Your task: Each record below should be given again exactly as it reads.

Data provided:
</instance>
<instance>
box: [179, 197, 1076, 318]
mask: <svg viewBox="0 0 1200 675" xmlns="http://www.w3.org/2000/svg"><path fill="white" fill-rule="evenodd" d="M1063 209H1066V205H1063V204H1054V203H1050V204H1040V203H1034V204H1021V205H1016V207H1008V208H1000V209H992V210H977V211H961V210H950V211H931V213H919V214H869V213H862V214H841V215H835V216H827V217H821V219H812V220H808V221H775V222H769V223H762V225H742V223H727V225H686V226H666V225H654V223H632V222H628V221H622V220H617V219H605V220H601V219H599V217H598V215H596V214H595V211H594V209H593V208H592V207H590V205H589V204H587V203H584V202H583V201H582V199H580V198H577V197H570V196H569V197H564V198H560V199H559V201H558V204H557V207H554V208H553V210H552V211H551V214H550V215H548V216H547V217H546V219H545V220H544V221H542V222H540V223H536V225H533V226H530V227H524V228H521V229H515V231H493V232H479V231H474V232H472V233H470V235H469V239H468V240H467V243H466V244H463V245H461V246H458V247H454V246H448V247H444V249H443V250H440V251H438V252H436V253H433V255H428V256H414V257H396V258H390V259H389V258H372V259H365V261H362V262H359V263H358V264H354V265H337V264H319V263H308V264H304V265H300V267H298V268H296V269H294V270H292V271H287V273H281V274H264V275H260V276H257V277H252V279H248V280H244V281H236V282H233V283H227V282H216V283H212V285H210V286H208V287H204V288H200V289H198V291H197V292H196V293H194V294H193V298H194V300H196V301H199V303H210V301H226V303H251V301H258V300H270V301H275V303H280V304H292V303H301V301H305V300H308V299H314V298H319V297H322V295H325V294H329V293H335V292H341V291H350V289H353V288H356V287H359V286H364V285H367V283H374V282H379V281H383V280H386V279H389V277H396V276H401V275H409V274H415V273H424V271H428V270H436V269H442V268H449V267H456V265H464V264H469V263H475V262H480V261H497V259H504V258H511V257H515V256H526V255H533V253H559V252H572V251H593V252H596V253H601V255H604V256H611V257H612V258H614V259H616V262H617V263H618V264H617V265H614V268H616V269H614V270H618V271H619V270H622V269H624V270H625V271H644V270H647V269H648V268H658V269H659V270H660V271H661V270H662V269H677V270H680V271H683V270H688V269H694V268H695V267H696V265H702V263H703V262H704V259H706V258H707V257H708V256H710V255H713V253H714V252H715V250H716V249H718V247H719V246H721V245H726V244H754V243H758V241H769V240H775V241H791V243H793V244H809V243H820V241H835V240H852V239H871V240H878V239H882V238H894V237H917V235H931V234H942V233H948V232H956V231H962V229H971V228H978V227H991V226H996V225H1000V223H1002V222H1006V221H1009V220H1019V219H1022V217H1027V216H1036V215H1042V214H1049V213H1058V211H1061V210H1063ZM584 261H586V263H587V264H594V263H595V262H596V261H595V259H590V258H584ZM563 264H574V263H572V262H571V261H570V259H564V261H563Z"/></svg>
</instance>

Written response:
</instance>
<instance>
box: [179, 197, 1076, 318]
mask: <svg viewBox="0 0 1200 675" xmlns="http://www.w3.org/2000/svg"><path fill="white" fill-rule="evenodd" d="M1063 209H1066V205H1063V204H1054V203H1050V204H1040V203H1034V204H1021V205H1016V207H1008V208H1000V209H992V210H977V211H961V210H950V211H931V213H919V214H869V213H862V214H841V215H835V216H827V217H821V219H812V220H808V221H775V222H769V223H762V225H742V223H727V225H686V226H666V225H654V223H632V222H628V221H622V220H617V219H605V220H601V219H599V217H598V215H596V214H595V211H594V209H593V208H592V207H590V205H589V204H587V203H584V202H583V201H582V199H580V198H577V197H570V196H569V197H564V198H560V199H559V201H558V204H557V207H554V208H553V210H552V211H551V214H550V215H548V216H547V217H546V219H545V220H544V221H542V222H540V223H536V225H533V226H530V227H524V228H521V229H515V231H493V232H479V231H474V232H472V233H470V235H469V239H468V240H467V243H466V244H463V245H461V246H458V247H454V246H448V247H444V249H443V250H440V251H438V252H436V253H433V255H428V256H414V257H396V258H390V259H389V258H372V259H365V261H362V262H359V263H358V264H354V265H337V264H319V263H308V264H304V265H300V267H298V268H296V269H294V270H292V271H287V273H281V274H264V275H260V276H257V277H252V279H248V280H244V281H236V282H233V283H227V282H216V283H212V285H210V286H208V287H204V288H200V289H198V291H197V292H196V293H194V294H193V298H194V300H196V301H199V303H210V301H226V303H251V301H258V300H270V301H275V303H280V304H292V303H301V301H305V300H308V299H314V298H319V297H322V295H325V294H329V293H335V292H341V291H350V289H353V288H356V287H359V286H364V285H367V283H374V282H379V281H383V280H386V279H389V277H396V276H401V275H409V274H415V273H424V271H428V270H436V269H442V268H449V267H456V265H464V264H469V263H475V262H480V261H497V259H504V258H511V257H515V256H526V255H533V253H559V252H572V251H593V252H596V253H601V255H604V256H611V257H612V258H614V259H616V262H617V263H618V264H617V265H614V268H616V269H614V270H618V271H619V270H622V269H624V270H625V271H644V270H647V269H648V268H658V269H659V270H660V271H661V270H662V269H677V270H680V271H683V270H688V269H694V268H695V267H696V265H702V263H703V262H704V259H706V258H707V257H708V256H710V255H713V253H714V252H715V250H716V249H718V247H719V246H721V245H726V244H754V243H758V241H769V240H775V241H791V243H793V244H809V243H820V241H835V240H852V239H871V240H878V239H882V238H894V237H917V235H931V234H942V233H948V232H956V231H962V229H971V228H978V227H991V226H996V225H1000V223H1002V222H1006V221H1009V220H1019V219H1022V217H1027V216H1036V215H1042V214H1049V213H1058V211H1061V210H1063ZM584 261H586V263H587V264H594V263H595V262H596V261H595V259H590V258H584ZM563 264H574V263H572V262H571V261H570V259H564V261H563Z"/></svg>
</instance>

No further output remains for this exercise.